__Job__. Output every line of the entries below as a JSON list of strings, one string per line, omitting blank lines.

[Pointing dataset excerpts]
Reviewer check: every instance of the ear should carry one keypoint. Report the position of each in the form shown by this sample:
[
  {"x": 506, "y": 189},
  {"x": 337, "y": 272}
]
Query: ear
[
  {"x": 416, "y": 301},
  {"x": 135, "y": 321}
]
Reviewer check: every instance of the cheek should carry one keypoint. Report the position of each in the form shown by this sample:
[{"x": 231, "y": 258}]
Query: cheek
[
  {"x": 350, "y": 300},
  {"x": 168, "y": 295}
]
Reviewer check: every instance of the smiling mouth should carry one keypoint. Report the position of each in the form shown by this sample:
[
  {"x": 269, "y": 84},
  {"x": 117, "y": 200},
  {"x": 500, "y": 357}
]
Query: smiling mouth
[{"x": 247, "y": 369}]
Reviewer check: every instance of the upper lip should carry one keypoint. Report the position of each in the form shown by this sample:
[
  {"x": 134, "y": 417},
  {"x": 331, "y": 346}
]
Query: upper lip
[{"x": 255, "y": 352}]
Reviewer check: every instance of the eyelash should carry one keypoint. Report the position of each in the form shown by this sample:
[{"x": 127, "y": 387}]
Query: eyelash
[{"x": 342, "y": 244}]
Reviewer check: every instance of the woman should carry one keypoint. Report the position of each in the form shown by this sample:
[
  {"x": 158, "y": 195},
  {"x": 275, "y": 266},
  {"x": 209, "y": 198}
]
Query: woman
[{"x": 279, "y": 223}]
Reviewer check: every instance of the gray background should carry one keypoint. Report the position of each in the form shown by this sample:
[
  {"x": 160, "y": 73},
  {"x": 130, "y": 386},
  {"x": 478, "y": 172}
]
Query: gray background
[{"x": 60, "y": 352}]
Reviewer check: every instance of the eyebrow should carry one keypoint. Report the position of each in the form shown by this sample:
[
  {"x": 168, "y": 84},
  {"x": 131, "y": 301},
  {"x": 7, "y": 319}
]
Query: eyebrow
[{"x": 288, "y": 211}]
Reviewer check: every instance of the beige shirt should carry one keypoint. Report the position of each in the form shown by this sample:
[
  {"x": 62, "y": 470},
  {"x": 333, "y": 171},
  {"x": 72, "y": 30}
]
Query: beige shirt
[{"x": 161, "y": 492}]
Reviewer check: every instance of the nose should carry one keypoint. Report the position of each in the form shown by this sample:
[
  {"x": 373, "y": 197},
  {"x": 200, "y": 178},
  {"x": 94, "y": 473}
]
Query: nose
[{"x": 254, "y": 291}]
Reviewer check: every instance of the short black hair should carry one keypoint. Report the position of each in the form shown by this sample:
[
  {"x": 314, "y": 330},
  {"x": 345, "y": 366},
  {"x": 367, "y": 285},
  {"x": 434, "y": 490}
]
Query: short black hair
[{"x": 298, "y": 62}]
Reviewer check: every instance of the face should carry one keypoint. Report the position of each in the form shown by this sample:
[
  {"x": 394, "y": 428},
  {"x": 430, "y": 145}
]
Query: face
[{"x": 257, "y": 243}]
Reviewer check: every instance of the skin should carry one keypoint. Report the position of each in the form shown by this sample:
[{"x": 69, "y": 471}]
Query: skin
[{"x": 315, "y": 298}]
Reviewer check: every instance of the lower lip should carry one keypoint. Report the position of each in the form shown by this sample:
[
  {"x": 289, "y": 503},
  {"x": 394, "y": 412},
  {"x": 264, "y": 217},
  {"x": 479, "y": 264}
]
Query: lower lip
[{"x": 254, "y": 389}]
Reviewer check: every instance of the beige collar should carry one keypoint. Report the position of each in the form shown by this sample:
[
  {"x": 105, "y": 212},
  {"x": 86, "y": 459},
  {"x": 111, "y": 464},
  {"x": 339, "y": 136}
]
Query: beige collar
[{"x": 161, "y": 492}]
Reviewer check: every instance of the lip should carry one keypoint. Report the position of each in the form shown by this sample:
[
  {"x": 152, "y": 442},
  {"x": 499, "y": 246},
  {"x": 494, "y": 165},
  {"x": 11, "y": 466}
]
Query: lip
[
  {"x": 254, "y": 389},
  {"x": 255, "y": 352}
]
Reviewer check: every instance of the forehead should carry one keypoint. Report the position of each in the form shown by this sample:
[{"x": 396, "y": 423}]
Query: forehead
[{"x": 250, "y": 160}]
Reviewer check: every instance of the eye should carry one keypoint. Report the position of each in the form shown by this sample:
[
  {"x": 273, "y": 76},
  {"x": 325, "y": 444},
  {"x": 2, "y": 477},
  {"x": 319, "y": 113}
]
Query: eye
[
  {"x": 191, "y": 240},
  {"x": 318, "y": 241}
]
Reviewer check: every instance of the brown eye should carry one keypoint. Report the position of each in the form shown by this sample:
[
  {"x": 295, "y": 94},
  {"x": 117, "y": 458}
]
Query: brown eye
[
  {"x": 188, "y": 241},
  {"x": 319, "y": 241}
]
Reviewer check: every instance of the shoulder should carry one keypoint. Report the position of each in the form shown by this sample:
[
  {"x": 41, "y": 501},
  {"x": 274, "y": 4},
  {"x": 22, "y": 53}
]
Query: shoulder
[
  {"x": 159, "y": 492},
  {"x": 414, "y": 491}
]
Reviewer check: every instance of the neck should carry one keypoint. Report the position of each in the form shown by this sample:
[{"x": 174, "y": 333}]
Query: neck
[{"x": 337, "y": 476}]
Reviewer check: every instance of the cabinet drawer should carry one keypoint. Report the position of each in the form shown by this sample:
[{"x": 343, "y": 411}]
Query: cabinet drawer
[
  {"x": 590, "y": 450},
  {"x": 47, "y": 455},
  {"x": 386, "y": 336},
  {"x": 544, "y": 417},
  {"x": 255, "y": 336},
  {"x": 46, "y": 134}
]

__Complete answer__.
[
  "Reviewer check: every instance of the ear should carry one keypoint. Report the position of each in the form shown by this sample:",
  "[",
  "  {\"x\": 506, \"y\": 189},",
  "  {\"x\": 337, \"y\": 272}",
  "]",
  "Query: ear",
  "[",
  "  {\"x\": 416, \"y\": 301},",
  "  {\"x\": 135, \"y\": 321}",
  "]",
  "Reviewer check: every instance of the cheek should carry one keypoint. Report the position of each in the form shown by this sample:",
  "[{\"x\": 231, \"y\": 258}]",
  "Query: cheek",
  "[",
  "  {\"x\": 350, \"y\": 300},",
  "  {\"x\": 168, \"y\": 295}",
  "]",
  "Reviewer check: every instance of the smiling mouth should carry one keypoint. Report the position of each in the form shown by this sample:",
  "[",
  "  {\"x\": 269, \"y\": 84},",
  "  {\"x\": 117, \"y\": 200},",
  "  {\"x\": 500, \"y\": 357}",
  "]",
  "Query: smiling mouth",
  "[{\"x\": 247, \"y\": 369}]",
  "Reviewer check: every instance of the upper lip should carry one keypoint. Report the position of each in the form shown by this sample:",
  "[",
  "  {\"x\": 134, \"y\": 417},",
  "  {\"x\": 331, \"y\": 346}",
  "]",
  "Query: upper lip",
  "[{\"x\": 255, \"y\": 352}]",
  "Reviewer check: every instance of the eyelash should carry one keypoint. Report the position of each in the form shown by this sample:",
  "[{\"x\": 127, \"y\": 387}]",
  "Query: eyelash",
  "[{\"x\": 342, \"y\": 244}]",
  "Reviewer check: every instance of the woman should carry one keypoint. Report the position of each in the form shown by this sample:",
  "[",
  "  {\"x\": 158, \"y\": 195},",
  "  {\"x\": 275, \"y\": 266},",
  "  {\"x\": 209, \"y\": 198}",
  "]",
  "Query: woman",
  "[{\"x\": 279, \"y\": 223}]",
  "Reviewer check: every instance of the gray background should carry one keypoint. Report the position of each in the form shown by this sample:",
  "[",
  "  {\"x\": 160, \"y\": 73},",
  "  {\"x\": 130, \"y\": 386},",
  "  {\"x\": 478, \"y\": 172}",
  "]",
  "Query: gray background",
  "[{\"x\": 60, \"y\": 352}]",
  "Reviewer check: every instance of the eyebrow should carry one keypoint. Report the position of each in the form shown by this sample:",
  "[",
  "  {\"x\": 168, \"y\": 84},",
  "  {\"x\": 131, \"y\": 301},",
  "  {\"x\": 7, \"y\": 319}",
  "]",
  "Query: eyebrow",
  "[{\"x\": 288, \"y\": 211}]",
  "Reviewer check: every instance of the beige shirt should carry one keypoint. Report the position of each in the form shown by this sample:",
  "[",
  "  {\"x\": 62, \"y\": 470},",
  "  {\"x\": 333, \"y\": 171},",
  "  {\"x\": 72, \"y\": 30}",
  "]",
  "Query: beige shirt",
  "[{\"x\": 161, \"y\": 492}]",
  "Reviewer check: every instance of the nose should carry one keypoint. Report the position of each in the form shown by this sample:",
  "[",
  "  {\"x\": 373, \"y\": 197},",
  "  {\"x\": 200, \"y\": 178},",
  "  {\"x\": 94, \"y\": 473}",
  "]",
  "Query: nose",
  "[{\"x\": 254, \"y\": 291}]",
  "Reviewer check: every instance of the short black hair should carry one keypoint. Report the position of each in the form shown by this sample:",
  "[",
  "  {\"x\": 314, \"y\": 330},",
  "  {\"x\": 345, \"y\": 366},",
  "  {\"x\": 367, \"y\": 285},",
  "  {\"x\": 434, \"y\": 490}",
  "]",
  "Query: short black hair",
  "[{\"x\": 298, \"y\": 62}]",
  "Reviewer check: every instance of the face should carry one keypoint. Report the position of each in the form shown by this sample:",
  "[",
  "  {\"x\": 394, \"y\": 428},",
  "  {\"x\": 430, \"y\": 145}",
  "]",
  "Query: face",
  "[{\"x\": 257, \"y\": 243}]",
  "Reviewer check: every instance of the skin should carry one keypoint. Report the position of each in the form shown by this sample:",
  "[{\"x\": 69, \"y\": 471}]",
  "Query: skin",
  "[{\"x\": 315, \"y\": 298}]",
  "Reviewer check: every instance of the lower lip should carry one keypoint. Report the position of each in the form shown by this sample:",
  "[",
  "  {\"x\": 289, \"y\": 503},",
  "  {\"x\": 394, \"y\": 412},",
  "  {\"x\": 264, \"y\": 217},",
  "  {\"x\": 479, \"y\": 264}",
  "]",
  "Query: lower lip",
  "[{\"x\": 254, \"y\": 389}]",
  "Reviewer check: every instance of the beige collar should carry one keypoint. Report the position of each in the form shown by this sample:",
  "[",
  "  {\"x\": 105, \"y\": 212},",
  "  {\"x\": 86, \"y\": 459},",
  "  {\"x\": 111, \"y\": 464},",
  "  {\"x\": 339, \"y\": 136}",
  "]",
  "Query: beige collar",
  "[{\"x\": 161, \"y\": 492}]",
  "Reviewer check: every instance of the lip should carry one keypoint. Report the position of each in the form shown by this sample:",
  "[",
  "  {\"x\": 152, \"y\": 442},",
  "  {\"x\": 499, \"y\": 246},",
  "  {\"x\": 494, \"y\": 165},",
  "  {\"x\": 11, \"y\": 466}",
  "]",
  "Query: lip",
  "[",
  "  {\"x\": 254, \"y\": 389},",
  "  {\"x\": 255, \"y\": 352}",
  "]",
  "Reviewer check: every instance of the forehead should carry one keypoint. Report the position of each in the form shown by this sample:",
  "[{\"x\": 396, \"y\": 423}]",
  "Query: forehead",
  "[{\"x\": 250, \"y\": 160}]",
  "Reviewer check: every instance of the eye should carry one keypoint. Report the position of each in the form shown by this sample:",
  "[",
  "  {\"x\": 273, \"y\": 76},",
  "  {\"x\": 325, \"y\": 444},",
  "  {\"x\": 2, \"y\": 477},",
  "  {\"x\": 319, \"y\": 113}",
  "]",
  "Query: eye",
  "[",
  "  {\"x\": 191, \"y\": 240},",
  "  {\"x\": 318, \"y\": 241}",
  "]",
  "Reviewer check: every instance of the brown eye should carry one keypoint. Report the position of each in the form shown by this sample:",
  "[",
  "  {\"x\": 295, \"y\": 94},",
  "  {\"x\": 117, \"y\": 458}",
  "]",
  "Query: brown eye",
  "[",
  "  {\"x\": 188, \"y\": 241},",
  "  {\"x\": 319, \"y\": 241}",
  "]",
  "Reviewer check: every instance of the shoulder should carry one keypoint. Report the position of each in the form shown by this sample:",
  "[",
  "  {\"x\": 41, \"y\": 501},",
  "  {\"x\": 274, \"y\": 4},",
  "  {\"x\": 22, \"y\": 53}",
  "]",
  "Query: shoulder",
  "[",
  "  {\"x\": 159, \"y\": 492},",
  "  {\"x\": 414, \"y\": 491}",
  "]",
  "Reviewer check: every instance of the neck should carry one keypoint. Report the position of each in the form shown by this sample:",
  "[{\"x\": 174, \"y\": 333}]",
  "Query: neck",
  "[{\"x\": 337, \"y\": 476}]",
  "Reviewer check: every instance of the cabinet drawer should carry one keypoint. Report the position of each in the form shown by this sample:",
  "[{\"x\": 343, \"y\": 411}]",
  "Query: cabinet drawer",
  "[",
  "  {\"x\": 590, \"y\": 450},",
  "  {\"x\": 47, \"y\": 455},",
  "  {\"x\": 386, \"y\": 336},",
  "  {\"x\": 544, \"y\": 417},",
  "  {\"x\": 255, \"y\": 336},",
  "  {\"x\": 46, \"y\": 134}",
  "]"
]